#### TEXT EXCERPT:
- - - - - - -
We will use a Credit Card Default Data for this lab and illustration. The details of the data can be found at http://archive.ics.uci.edu/ml/datasets/default+of+credit+card+clients. Think about what kind of factors could affect people to fail to pay their credit balance.
library(tidyverse)
credit.data <- read.csv("https://www.dropbox.com/s/tnoo06n8m842uit/credit_card_default.csv?dl=1")
dim(credit.data)
## [1] 30000 24
Look at what information do we have.
colnames(credit.data)
## [1] "LIMIT_BAL" "SEX"
## [3] "EDUCATION" "MARRIAGE"
## [5] "AGE" "PAY_0"
## [7] "PAY_2" "PAY_3"
## [9] "PAY_4" "PAY_5"
## [11] "PAY_6" "BILL_AMT1"
## [13] "BILL_AMT2" "BILL_AMT3"
## [15] "BILL_AMT4" "BILL_AMT5"
## [17] "BILL_AMT6" "PAY_AMT1"
## [19] "PAY_AMT2" "PAY_AMT3"
## [21] "PAY_AMT4" "PAY_AMT5"
## [23] "PAY_AMT6" "default.payment.next.month"
Let’s look at how many people were actually default in this sample.
mean(credit.data$default.payment.next.month)
## [1] 0.2212
The name of response variable is too long! I want to make it shorter
by renaming. Recall the rename()
function.
credit.data<- rename(credit.data, default=default.payment.next.month)
How about the variable type and summary statistics?
str(credit.data) # structure - see variable type
summary(credit.data) # summary statistics
We see all variables are int, but we know that EDUCATION, MARRIAGE are categorical, we convert them to factor.
credit.data$EDUCATION<- as.factor(credit.data$EDUCATION)
credit.data$MARRIAGE<- as.factor(credit.data$MARRIAGE)
Two-way contingency table is a very useful tool for exploring the relationship between categorical variables. It is essentially the simplest pivot-table (see example below). Often time, after you create a two-way contingency table, Chi-square test is used to test if X affect Y. The null hypothesis is: X and Y are independent (e.g., MARRIAGE has nothing to do with likelihood of default).
Here is a very good tutorial for Chi-square test https://www.youtube.com/watch?v=WXPBoFDqNVk.
table.edu<- table(credit.data$EDUCATION, credit.data$default)
chisq.test(table.edu)
##
## Pearson's Chi-squared test
##
## data: table.edu
## X-squared = 160.41, df = 3, p-value < 2.2e-16
What we saw from above test result is that p-value < 0.05. What is your conclusion?
We omit other EDA, but you shouldn’t whenever you are doing data analysis.
- - - - - - -
(Dataset records on object locations)
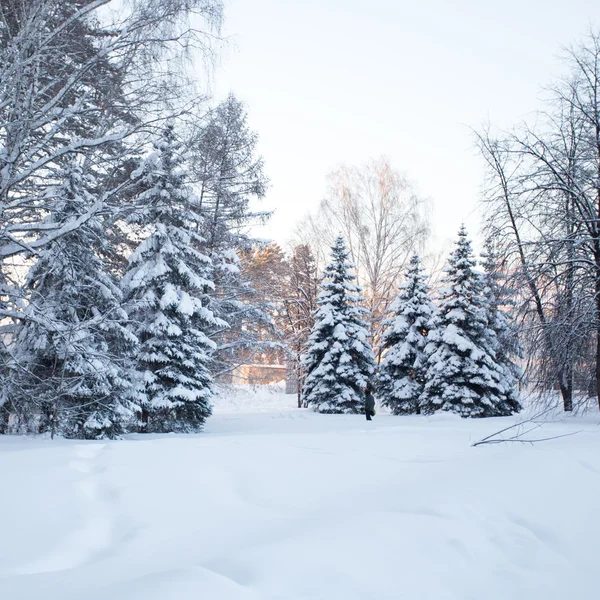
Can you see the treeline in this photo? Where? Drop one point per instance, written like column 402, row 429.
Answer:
column 454, row 355
column 124, row 199
column 543, row 210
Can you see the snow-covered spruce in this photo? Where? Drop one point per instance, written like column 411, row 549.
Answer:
column 166, row 286
column 69, row 349
column 401, row 375
column 462, row 373
column 339, row 360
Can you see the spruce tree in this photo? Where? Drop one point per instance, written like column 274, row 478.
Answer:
column 70, row 345
column 166, row 285
column 462, row 373
column 401, row 375
column 339, row 360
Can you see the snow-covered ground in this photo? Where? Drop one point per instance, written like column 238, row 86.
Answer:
column 278, row 503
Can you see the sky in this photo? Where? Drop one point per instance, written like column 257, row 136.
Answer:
column 334, row 82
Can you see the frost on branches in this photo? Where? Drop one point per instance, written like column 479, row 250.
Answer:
column 463, row 375
column 500, row 319
column 68, row 377
column 166, row 285
column 339, row 360
column 401, row 376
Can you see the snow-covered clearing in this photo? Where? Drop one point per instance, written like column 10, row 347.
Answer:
column 274, row 502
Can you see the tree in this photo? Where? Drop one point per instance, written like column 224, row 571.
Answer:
column 383, row 221
column 73, row 83
column 499, row 317
column 227, row 176
column 462, row 373
column 551, row 203
column 68, row 355
column 299, row 307
column 166, row 286
column 339, row 361
column 402, row 371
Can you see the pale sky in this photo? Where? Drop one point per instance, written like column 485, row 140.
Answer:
column 340, row 81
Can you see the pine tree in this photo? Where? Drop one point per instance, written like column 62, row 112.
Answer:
column 462, row 373
column 339, row 361
column 401, row 375
column 229, row 178
column 166, row 287
column 69, row 348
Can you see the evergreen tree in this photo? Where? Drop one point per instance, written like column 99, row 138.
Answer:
column 166, row 286
column 68, row 353
column 462, row 373
column 229, row 176
column 401, row 376
column 339, row 361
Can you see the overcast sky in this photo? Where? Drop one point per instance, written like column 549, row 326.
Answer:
column 339, row 81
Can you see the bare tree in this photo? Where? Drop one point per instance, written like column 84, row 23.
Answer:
column 384, row 221
column 544, row 200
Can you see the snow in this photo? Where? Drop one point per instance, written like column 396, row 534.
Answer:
column 274, row 502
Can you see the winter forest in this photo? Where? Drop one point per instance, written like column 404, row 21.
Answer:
column 140, row 296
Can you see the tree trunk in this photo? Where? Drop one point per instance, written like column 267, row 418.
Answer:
column 567, row 395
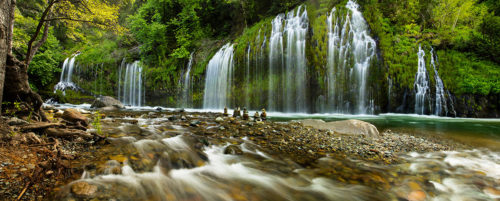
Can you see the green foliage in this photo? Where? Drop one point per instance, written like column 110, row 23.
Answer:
column 465, row 73
column 462, row 27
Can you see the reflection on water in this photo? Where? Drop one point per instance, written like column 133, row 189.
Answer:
column 157, row 161
column 475, row 132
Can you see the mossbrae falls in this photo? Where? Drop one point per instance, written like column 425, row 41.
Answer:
column 223, row 100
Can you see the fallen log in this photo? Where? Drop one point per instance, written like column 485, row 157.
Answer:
column 67, row 133
column 40, row 126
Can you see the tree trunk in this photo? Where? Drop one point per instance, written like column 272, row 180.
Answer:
column 19, row 90
column 5, row 38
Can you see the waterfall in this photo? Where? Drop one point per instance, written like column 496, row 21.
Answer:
column 350, row 51
column 421, row 84
column 247, row 77
column 186, row 84
column 130, row 84
column 218, row 79
column 275, row 59
column 65, row 81
column 287, row 62
column 440, row 94
column 122, row 65
column 296, row 25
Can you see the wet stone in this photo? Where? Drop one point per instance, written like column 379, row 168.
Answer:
column 219, row 119
column 82, row 188
column 195, row 123
column 233, row 149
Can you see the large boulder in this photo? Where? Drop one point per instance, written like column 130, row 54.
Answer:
column 349, row 127
column 74, row 116
column 106, row 101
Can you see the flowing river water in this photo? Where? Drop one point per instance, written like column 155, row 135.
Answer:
column 150, row 157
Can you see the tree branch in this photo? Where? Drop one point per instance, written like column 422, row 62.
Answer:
column 31, row 51
column 66, row 18
column 11, row 28
column 40, row 42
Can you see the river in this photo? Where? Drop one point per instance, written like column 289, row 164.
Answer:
column 150, row 157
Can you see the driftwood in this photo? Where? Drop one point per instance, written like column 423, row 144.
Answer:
column 40, row 125
column 67, row 133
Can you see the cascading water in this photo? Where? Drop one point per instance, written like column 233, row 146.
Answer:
column 186, row 84
column 287, row 62
column 131, row 85
column 276, row 61
column 348, row 43
column 421, row 84
column 440, row 94
column 65, row 81
column 296, row 25
column 218, row 79
column 247, row 77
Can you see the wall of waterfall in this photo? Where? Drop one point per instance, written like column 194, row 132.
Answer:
column 428, row 100
column 312, row 59
column 88, row 78
column 130, row 84
column 272, row 65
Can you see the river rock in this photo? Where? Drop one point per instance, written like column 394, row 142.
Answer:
column 74, row 116
column 109, row 108
column 14, row 121
column 82, row 188
column 106, row 101
column 233, row 150
column 219, row 119
column 349, row 127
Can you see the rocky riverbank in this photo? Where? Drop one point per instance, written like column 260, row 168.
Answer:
column 45, row 159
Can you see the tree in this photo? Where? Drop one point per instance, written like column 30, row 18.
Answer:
column 73, row 14
column 5, row 39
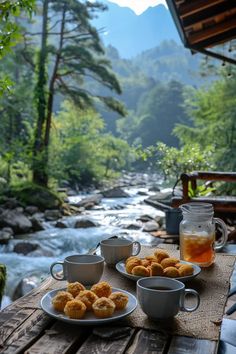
- - - - - - -
#### PROBLEM A:
Reproduce the credit card default lab from "We will use" to "dim(credit.data)".
#### PROBLEM B:
Pick up the credit card default lab after its last sentence and continue it.
The records come from a separate source unrelated to the credit card default lab.

#### EXERCISE ANSWER A:
We will use a Credit Card Default Data for this lab and illustration. The details of the data can be found at http://archive.ics.uci.edu/ml/datasets/default+of+credit+card+clients. Think about what kind of factors could affect people to fail to pay their credit balance.
library(tidyverse)
credit.data <- read.csv("https://www.dropbox.com/s/tnoo06n8m842uit/credit_card_default.csv?dl=1")
dim(credit.data)

#### EXERCISE ANSWER B:
For this example, our goal is to predict credit card default, which is a binary outcome variable.
As a practice of training-testing procedure, we randomly split the data to training (80%) and testing (20%) samples
index <- sample(nrow(credit.data),nrow(credit.data)*0.80)
credit.train = credit.data[index,]
credit.test = credit.data[-index,]
credit.glm1<- glm(default~LIMIT_BAL+SEX+EDUCATION+MARRIAGE+PAY_0+BILL_AMT1+PAY_AMT1, family=binomial, data=credit.train)
summary(credit.glm1)
##
## Call:
## glm(formula = default ~ LIMIT_BAL + SEX + EDUCATION + MARRIAGE +
## PAY_0 + BILL_AMT1 + PAY_AMT1, family = binomial, data = credit.train)
##
## Deviance Residuals:
## Min 1Q Median 3Q Max
## -2.9938 -0.7020 -0.5447 -0.3071 3.6484
##
## Coefficients:
## Estimate Std. Error z value Pr(>|z|)
## (Intercept) -6.508e-01 7.244e-02 -8.984 < 2e-16 ***
## LIMIT_BAL -1.566e-06 1.646e-07 -9.513 < 2e-16 ***
## SEX -1.194e-01 3.375e-02 -3.539 0.000402 ***
## EDUCATION2 -6.584e-02 3.943e-02 -1.670 0.094963 .
## EDUCATION3 -6.018e-02 5.166e-02 -1.165 0.244011
## EDUCATION4 -1.180e+00 2.058e-01 -5.733 9.89e-09 ***
## MARRIAGE2 -2.490e-01 3.454e-02 -7.211 5.56e-13 ***
## MARRIAGE3 -3.862e-01 1.524e-01 -2.534 0.011282 *
## PAY_0 6.849e-01 1.660e-02 41.250 < 2e-16 ***
## BILL_AMT1 -1.153e-06 2.780e-07 -4.148 3.36e-05 ***
## PAY_AMT1 -1.382e-05 2.303e-06 -6.002 1.94e-09 ***
## ---
## Signif. codes: 0 '***' 0.001 '**' 0.01 '*' 0.05 '.' 0.1 ' ' 1
##
## (Dispersion parameter for binomial family taken to be 1)
##
## Null deviance: 25402 on 23999 degrees of freedom
## Residual deviance: 22542 on 23989 degrees of freedom
## AIC: 22564
##
## Number of Fisher Scoring iterations: 5
You may have seen glm()
before. In this lab, this is the
main function used to build logistic regression model because it is a
member of generalized linear model. In glm()
, the only
thing new is family
. It specifies the distribution of your
response variable. You may also specify the link function after the name
of distribution, for example, family=binomial(logit)
(default link is logit). You may also use glm()
to build
many other generalized linear models…
You can simply extract some criteria of the model fitting, for example, Residual deviance (equivalent to SSE in linear regression model), AIC and BIC. Unlike linear regression models, there is no \(R^2\) in logistic regression.
credit.glm1$deviance
## [1] 22542.49
AIC(credit.glm1)
## [1] 22564.49
BIC(credit.glm1)
## [1] 22653.44
Similar to linear regression, we use predict()
function
for prediction.
pred.glm1.train<- predict(credit.glm1, type="response")
(IMPORTANT!!!) You need to specify
type="response"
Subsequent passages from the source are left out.